**Задания для выполнения**
#1 Перечислите все суммы в долларах, которые упоминаются в отрывке о судебных делах.
#2 Выпишите из отрывка о судебных делах фрагмент от слов «Я подсчитал, что» до слов «отправился на занятия.».

У меня был главный аргумент для своей защиты. Я сделал упор на желание полицейских во что бы то ни стало добиться для меня обвинительного приговора. Поэтому они намеренно завели на меня уголовное дело. Я обратил внимание судьи на следующий факт: продавцы, у которых была недостача, все равно ее обнаруживали — либо пока я еще находился в магазине, либо в конце рабочего дня. Однако никто из них не уведомлял об этом полицию. Полицейские выискивали таких продавцов, спрашивали, а не случалась у них недостача, и предлагали им заработать пять или десять лишних долларов — своего рода плату за свидетельские показания. Большинство людей, подытожил я, не настолько честны, как девушка-кассир из банка.
Второй довод, который я использовал для своей защиты, заключался в следующем. Если после меня кто-либо еще обменивал банкноты до подсчета наличности в кассе, вполне возможно и, скорее всего, так и обстояло дело, что недостача случилась не по моей вине. Денег могло не хватить и по другой причине. Так я добился освобождения за недостаточностью улик.
Что касается следующего серьезного судебного дела из трех, с которыми я столкнулся, то на этот раз меня обвинили в краже книг из магазина, находившегося неподалеку от колледжа, а также в том, что я взломал машину одного из студентов и прихватил и его книги. Студент сообщил в книжный магазин о краже своих книг. Служащие магазина стали отслеживать книги, подходящие под описание, которое дал студент. Я не брал этих книг, хотя они и оказались у меня на руках. В то время я без конца играл в азартные игры. Кое-кто из задолжавших мне деньги студентов расплачивался книгами. Книги шли за деньги потому, что их можно было продать в магазин, так как они были необходимы студентам для учебы. Я понятия не имел, откуда взялись эти книги, хотя у меня и мелькнуло подозрение насчет того, что они краденые.
Я подсчитал, что скопившиеся у меня книги потянут долларов на шестьдесят. Когда возникла нужда в деньгах, я послал свою двоюродную сестру в книжный магазин, чтобы продать книги. В магазине книги у нее отобрали, заявив, что они были украдены. Ей не дали никаких денег взамен. Я отправился в магазин сам. Я сказал тамошним сотрудникам, что они не имеют права конфисковывать принадлежащие мне книги без всякого на то законного основания. Им было известно, что я учился в колледже. Они также знали, что в любое время могут вызвать полицию. Но я уперся на своем и сказал, что, если они прямо сейчас не вернут мне книги, я наберу в магазине книг на сумму, равную стоимости моих, и не подумаю расплачиваться. Книги мне отдали, и я отправился на занятия.

Извлечённые записи данных:
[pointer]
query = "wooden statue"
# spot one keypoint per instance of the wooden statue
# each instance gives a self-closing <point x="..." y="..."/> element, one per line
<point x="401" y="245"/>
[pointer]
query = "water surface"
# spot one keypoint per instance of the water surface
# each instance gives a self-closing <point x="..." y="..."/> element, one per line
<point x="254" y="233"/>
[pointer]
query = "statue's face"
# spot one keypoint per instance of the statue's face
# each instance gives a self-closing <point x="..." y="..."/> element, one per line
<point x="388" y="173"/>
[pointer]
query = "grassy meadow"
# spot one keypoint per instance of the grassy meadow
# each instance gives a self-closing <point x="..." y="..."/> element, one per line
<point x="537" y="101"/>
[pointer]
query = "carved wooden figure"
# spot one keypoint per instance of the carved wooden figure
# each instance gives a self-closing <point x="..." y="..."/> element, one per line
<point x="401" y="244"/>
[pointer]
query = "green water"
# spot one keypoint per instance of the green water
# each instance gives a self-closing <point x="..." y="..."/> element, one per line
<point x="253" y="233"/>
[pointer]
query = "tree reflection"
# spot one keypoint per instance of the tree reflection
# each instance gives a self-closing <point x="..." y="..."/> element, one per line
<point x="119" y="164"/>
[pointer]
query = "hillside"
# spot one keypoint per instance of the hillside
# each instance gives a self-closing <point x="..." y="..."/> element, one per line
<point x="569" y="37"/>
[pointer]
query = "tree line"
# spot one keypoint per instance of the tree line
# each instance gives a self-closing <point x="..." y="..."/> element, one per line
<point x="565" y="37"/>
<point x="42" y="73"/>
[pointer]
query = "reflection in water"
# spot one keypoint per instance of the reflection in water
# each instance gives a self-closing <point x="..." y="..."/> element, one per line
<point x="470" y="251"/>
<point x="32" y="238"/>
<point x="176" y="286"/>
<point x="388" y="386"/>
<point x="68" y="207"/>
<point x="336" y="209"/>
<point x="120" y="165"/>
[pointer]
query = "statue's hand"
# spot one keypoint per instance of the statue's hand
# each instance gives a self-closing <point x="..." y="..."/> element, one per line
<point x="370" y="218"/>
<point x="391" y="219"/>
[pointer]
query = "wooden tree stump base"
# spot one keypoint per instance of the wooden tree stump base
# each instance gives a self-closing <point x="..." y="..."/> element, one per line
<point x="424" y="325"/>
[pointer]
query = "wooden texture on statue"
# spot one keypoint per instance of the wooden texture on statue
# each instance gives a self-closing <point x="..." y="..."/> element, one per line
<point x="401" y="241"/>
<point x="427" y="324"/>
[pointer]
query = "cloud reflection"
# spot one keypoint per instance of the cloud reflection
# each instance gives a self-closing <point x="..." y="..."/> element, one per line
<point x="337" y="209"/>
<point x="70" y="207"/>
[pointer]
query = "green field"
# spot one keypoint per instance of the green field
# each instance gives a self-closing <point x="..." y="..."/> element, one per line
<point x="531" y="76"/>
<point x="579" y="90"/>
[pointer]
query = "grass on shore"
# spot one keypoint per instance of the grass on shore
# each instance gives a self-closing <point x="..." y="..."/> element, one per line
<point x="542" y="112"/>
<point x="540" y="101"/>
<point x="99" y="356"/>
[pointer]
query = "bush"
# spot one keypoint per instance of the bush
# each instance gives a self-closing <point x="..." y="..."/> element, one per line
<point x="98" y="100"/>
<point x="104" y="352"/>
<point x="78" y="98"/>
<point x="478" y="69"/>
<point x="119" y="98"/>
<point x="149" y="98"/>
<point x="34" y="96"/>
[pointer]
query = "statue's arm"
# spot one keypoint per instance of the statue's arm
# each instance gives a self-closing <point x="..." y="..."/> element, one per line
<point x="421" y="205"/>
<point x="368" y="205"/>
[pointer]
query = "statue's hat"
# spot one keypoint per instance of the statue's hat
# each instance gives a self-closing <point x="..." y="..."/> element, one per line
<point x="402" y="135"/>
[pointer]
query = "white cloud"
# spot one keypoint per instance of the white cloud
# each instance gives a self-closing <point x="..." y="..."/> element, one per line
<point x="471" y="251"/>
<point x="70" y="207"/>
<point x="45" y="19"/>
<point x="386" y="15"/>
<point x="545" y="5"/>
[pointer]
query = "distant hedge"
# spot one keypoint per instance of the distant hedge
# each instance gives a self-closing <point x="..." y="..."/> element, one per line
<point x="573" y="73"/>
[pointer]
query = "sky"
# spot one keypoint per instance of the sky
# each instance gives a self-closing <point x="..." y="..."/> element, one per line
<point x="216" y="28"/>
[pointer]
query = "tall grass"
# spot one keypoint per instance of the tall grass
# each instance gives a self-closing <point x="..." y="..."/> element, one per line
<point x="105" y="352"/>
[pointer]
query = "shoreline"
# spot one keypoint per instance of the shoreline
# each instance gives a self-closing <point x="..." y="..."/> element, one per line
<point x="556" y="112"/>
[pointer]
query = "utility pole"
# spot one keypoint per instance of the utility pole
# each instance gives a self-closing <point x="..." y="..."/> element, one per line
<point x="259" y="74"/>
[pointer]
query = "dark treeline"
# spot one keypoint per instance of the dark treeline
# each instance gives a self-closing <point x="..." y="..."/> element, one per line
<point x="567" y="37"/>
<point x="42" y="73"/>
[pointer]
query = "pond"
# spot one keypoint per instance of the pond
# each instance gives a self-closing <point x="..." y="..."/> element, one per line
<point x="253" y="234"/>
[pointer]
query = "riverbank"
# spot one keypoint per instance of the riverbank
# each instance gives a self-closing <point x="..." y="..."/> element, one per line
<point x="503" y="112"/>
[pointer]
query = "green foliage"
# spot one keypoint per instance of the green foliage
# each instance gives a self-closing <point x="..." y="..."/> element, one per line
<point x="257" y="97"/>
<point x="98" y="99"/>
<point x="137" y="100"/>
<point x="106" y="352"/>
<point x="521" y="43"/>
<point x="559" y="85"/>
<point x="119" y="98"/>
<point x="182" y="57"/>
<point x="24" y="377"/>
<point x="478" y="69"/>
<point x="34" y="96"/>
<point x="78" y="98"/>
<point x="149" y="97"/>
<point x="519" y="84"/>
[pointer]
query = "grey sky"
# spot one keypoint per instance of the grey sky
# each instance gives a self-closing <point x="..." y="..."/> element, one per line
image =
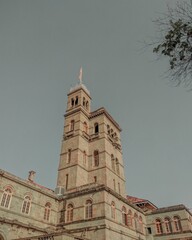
<point x="43" y="43"/>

**Ответы на задания**
#1 Пять долларов, десять долларов, шестьдесят долларов.

#2
Я подсчитал, что скопившиеся у меня книги потянут долларов на шестьдесят. Когда возникла нужда в деньгах, я послал свою двоюродную сестру в книжный магазин, чтобы продать книги. В магазине книги у нее отобрали, заявив, что они были украдены. Ей не дали никаких денег взамен. Я отправился в магазин сам. Я сказал тамошним сотрудникам, что они не имеют права конфисковывать принадлежащие мне книги без всякого на то законного основания. Им было известно, что я учился в колледже. Они также знали, что в любое время могут вызвать полицию. Но я уперся на своем и сказал, что, если они прямо сейчас не вернут мне книги, я наберу в магазине книг на сумму, равную стоимости моих, и не подумаю расплачиваться. Книги мне отдали, и я отправился на занятия.